_TEXT BLOCK_.
As a Russian émigré who lived under Putin, Gessen knows what she is speaking about from experience. She says we have to discuss “how we live together in this country, which is a hard thing for Americans to do.  Our culture prizes individual action and privileges individual survival.”

It starts with Ronald Reagan who is beloved by Republicans whether they are Trump fans or Never Trumpers. Reagan said, “Government is not the solution to our problem. Government is the problem.” Right-wing strategist and lobbyist Grover Norquist proclaimed, “My goal is to cut government in half in 25 years, to get it down to the size where we can drown it in the bathtub.”

Actually Republicans and conservatives aren’t exactly anti-government. They fervently support the military industrial complex, harsh law enforcement policies and laws combatting what they consider to be moral breakdown. According to a study by Tufts University psychologists many years ago, the Democrats are the mommy party and the Republicans are the daddy party.

This is a rather sexist and authoritarian view of the family but it is somewhat useful.

David Paul Kuhn, writing in Real Clear Politics in 2010, explained: “…[T]he daddy party views government as a force for order. Government exists to prevent harm, whether to life or way of life. Washington is to structure politics, not improve society. … The mommy party views government as a means to feel safe. Washington provides a freedom from jeopardy to nurture citizens. Government is both safety net and springboard.”

This analysis is a little simplistic. A more useful narrative involves the rise of “neoliberal” economic policies throughout the world after the 1960s when world capitalism was in crisis. Right-wingers disagree with 20th-century political liberalism but are devotees of economic “neoliberalism.”

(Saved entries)
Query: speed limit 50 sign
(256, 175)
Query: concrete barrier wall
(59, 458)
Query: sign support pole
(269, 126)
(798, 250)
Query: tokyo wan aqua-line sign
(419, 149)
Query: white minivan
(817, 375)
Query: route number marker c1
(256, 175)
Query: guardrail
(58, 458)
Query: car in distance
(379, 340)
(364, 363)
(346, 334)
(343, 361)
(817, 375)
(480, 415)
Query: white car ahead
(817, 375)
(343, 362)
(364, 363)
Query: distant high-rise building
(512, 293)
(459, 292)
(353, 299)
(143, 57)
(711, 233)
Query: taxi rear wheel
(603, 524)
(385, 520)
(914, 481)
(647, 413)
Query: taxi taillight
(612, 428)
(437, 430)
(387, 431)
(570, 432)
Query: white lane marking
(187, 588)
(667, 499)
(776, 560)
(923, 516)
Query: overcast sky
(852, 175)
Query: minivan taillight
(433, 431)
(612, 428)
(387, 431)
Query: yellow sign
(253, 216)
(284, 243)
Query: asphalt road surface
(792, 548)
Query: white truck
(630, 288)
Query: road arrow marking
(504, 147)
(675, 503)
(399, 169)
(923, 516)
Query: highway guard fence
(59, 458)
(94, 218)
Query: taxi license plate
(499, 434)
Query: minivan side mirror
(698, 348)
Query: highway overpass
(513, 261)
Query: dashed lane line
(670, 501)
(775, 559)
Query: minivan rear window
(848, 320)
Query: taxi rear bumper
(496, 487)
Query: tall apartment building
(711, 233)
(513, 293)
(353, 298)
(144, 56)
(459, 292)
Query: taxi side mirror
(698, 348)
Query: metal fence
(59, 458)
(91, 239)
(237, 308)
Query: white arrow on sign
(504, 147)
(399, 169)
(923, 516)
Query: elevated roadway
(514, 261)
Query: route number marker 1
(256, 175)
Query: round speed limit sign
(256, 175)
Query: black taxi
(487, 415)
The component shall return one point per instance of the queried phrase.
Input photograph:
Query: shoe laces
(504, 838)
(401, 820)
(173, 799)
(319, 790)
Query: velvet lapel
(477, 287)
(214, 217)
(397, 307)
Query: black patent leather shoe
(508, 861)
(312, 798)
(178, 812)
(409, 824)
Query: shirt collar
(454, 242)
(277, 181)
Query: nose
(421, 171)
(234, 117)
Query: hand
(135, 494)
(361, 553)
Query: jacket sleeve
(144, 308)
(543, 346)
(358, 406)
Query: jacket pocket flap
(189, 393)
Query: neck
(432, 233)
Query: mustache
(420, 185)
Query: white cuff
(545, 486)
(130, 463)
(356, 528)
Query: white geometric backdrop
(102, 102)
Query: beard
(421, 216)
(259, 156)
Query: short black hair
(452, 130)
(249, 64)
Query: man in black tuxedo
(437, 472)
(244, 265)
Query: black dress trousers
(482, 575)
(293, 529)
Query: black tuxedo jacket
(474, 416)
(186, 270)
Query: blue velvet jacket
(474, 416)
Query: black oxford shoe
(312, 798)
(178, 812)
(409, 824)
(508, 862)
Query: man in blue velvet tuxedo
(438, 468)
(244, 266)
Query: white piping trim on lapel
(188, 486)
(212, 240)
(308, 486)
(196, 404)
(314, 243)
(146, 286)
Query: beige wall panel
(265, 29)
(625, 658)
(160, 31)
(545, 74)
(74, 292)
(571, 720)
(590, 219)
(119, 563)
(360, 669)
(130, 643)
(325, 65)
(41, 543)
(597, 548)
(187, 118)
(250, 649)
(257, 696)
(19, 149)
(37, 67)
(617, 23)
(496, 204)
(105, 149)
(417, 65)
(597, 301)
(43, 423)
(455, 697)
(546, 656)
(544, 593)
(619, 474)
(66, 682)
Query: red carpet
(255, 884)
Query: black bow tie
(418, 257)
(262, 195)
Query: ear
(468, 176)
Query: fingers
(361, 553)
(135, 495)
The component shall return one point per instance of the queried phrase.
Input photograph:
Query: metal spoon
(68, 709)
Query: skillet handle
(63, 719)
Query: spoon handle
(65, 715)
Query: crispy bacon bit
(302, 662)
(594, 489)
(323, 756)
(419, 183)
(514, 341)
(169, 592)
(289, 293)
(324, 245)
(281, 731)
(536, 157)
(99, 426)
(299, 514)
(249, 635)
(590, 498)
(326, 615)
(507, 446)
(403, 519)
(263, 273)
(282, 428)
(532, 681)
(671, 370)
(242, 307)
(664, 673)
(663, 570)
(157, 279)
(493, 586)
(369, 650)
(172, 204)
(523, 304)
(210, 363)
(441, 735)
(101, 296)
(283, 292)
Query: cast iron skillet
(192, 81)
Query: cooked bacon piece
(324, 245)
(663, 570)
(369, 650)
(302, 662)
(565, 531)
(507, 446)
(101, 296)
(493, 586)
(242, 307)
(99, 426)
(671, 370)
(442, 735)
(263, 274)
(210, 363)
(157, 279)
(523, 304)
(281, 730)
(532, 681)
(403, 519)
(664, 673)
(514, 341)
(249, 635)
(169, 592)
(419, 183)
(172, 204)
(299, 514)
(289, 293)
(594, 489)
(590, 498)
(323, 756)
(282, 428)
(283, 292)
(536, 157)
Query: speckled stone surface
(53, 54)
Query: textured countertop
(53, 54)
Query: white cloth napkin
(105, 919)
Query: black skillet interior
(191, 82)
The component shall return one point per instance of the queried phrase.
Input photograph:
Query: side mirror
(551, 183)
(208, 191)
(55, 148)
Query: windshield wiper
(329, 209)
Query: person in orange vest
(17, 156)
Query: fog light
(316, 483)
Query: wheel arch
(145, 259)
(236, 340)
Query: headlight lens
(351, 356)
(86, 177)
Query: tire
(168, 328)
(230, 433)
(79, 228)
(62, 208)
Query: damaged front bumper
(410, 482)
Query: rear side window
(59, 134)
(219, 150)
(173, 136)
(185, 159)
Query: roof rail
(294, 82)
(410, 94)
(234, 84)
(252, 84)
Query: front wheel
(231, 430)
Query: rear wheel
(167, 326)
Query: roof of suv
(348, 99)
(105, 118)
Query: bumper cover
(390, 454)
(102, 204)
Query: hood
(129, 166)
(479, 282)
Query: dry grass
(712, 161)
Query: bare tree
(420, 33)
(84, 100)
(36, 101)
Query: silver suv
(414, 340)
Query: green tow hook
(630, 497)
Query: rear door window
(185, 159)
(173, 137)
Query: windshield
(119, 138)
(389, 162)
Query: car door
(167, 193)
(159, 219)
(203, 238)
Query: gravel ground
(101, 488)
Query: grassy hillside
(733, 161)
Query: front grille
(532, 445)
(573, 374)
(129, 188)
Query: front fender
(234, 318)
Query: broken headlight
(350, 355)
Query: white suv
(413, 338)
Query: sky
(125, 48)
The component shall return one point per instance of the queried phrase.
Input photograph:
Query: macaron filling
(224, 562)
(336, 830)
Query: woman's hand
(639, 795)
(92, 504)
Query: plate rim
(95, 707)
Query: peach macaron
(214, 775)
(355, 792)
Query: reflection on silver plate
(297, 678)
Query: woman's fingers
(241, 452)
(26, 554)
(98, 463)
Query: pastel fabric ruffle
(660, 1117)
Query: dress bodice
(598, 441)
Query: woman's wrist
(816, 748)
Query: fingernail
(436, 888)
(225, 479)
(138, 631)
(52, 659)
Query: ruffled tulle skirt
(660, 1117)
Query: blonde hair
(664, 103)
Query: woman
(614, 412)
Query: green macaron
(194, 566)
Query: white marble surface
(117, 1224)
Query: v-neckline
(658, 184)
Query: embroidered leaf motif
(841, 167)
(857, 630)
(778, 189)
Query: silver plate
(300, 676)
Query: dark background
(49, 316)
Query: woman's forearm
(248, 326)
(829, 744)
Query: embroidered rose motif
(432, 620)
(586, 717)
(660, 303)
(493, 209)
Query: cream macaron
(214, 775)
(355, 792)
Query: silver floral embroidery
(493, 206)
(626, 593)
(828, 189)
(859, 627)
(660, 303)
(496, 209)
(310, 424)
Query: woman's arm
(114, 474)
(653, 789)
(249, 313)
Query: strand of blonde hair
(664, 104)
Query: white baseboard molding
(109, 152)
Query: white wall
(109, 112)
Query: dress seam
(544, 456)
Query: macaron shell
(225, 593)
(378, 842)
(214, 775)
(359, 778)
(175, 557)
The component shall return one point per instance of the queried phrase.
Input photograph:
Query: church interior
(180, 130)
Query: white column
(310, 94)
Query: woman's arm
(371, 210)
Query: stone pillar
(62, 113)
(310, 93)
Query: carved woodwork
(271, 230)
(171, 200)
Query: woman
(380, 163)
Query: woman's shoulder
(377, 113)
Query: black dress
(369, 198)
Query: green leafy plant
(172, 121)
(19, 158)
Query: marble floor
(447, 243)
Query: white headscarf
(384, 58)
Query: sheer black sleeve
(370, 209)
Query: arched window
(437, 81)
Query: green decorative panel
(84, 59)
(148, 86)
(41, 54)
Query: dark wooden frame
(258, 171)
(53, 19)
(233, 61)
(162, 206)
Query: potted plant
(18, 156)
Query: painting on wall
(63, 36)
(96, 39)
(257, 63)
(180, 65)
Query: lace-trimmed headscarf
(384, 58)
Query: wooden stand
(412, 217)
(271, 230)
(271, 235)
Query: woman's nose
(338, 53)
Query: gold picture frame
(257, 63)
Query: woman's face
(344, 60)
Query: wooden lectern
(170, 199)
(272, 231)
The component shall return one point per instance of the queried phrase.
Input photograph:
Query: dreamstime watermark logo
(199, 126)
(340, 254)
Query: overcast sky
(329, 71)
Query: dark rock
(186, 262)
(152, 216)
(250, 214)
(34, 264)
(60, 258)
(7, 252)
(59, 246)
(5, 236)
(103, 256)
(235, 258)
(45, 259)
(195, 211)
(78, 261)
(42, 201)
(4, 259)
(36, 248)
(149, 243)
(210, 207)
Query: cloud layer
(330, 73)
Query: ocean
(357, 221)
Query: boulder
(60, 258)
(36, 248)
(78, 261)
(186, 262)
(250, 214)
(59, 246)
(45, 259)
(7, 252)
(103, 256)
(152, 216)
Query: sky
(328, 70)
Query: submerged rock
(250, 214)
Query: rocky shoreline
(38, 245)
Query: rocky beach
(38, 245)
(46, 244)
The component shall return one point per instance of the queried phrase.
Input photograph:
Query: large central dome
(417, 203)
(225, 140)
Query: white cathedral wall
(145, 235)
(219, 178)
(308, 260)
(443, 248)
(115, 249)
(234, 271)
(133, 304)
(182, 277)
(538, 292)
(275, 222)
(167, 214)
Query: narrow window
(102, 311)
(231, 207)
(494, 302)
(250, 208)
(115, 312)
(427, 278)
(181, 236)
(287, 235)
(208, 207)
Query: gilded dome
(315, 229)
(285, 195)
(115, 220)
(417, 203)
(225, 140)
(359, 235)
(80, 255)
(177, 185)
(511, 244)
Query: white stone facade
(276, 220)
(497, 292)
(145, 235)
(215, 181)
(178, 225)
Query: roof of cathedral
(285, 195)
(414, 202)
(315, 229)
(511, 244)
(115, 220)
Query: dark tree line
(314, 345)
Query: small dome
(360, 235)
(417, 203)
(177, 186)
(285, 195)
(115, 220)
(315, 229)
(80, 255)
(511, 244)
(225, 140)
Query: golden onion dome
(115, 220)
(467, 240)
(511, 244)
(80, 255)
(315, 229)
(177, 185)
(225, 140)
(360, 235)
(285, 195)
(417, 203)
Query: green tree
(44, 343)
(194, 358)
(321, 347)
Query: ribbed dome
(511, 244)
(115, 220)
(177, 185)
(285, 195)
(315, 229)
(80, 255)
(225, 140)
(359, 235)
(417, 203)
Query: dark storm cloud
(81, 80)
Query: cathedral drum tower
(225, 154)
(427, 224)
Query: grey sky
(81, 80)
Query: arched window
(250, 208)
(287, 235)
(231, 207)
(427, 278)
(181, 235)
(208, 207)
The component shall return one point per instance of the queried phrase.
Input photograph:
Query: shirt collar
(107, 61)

_TASKS TO PERFORM_.
1. In the passage about views of government, quote the stretch from "Actually Republicans and" through "is somewhat useful.".
2. In the passage about views of government, which party did the Tufts University psychologists call the daddy party?
3. Carry on the passage about views of government, starting after its final sentence.

_WRITTEN RESPONSES_.
1.
Actually Republicans and conservatives aren’t exactly anti-government. They fervently support the military industrial complex, harsh law enforcement policies and laws combatting what they consider to be moral breakdown. According to a study by Tufts University psychologists many years ago, the Democrats are the mommy party and the Republicans are the daddy party.

This is a rather sexist and authoritarian view of the family but it is somewhat useful.

2. The Republicans.

3.
The big stars of “neoliberalism” are Reagan, British prime minister Margaret Thatcher and Chilean military dictator Augusto Pinochet. They wanted to remove government restraints on business no matter how much social damage this causes. They advocated for “free” trade, cutting public expenditures for social services, reducing government regulations that diminish profits, including protecting the environment and consumer and workplace safety. They wanted privatization of goods and services. They replace the concept of “the public good” with “individual responsibility.” But their promotion of rugged individualism only applied to ordinary folk. They fervently favored public subsidies and tax breaks for big business.

The first — and perhaps the purest — example of neoliberalism came in Chile in 1973 after a CIA-supported coup against the popularly elected government of Salvador Allende, who was a democratic socialist. 

Neoliberal policies aren’t popular with the working class majority because they make everyday life more nasty and brutish. Reagan and Thatcher were somewhat constrained in carrying out neoliberal policies by opposition parties, labor unions and civil society groups who fought them in a democracy. Chile’s General Augusto Pinochet could do what he wanted. A milder neoliberalism was pursued by Democratic presidents Carter and Clinton.  

Everything began to change with the global financial crisis of 2008. “The banks got bailed out! We got sold out!” Occupy Wall Street chanted. A far right arose with the Tea Party. 

Is neoliberalism dead? Trump’s policies seem like neoliberalism on steroids. But he is a leader of a global faux right-wing populism which is quasi-fascist. If he is reelected, we won’t recognize our country.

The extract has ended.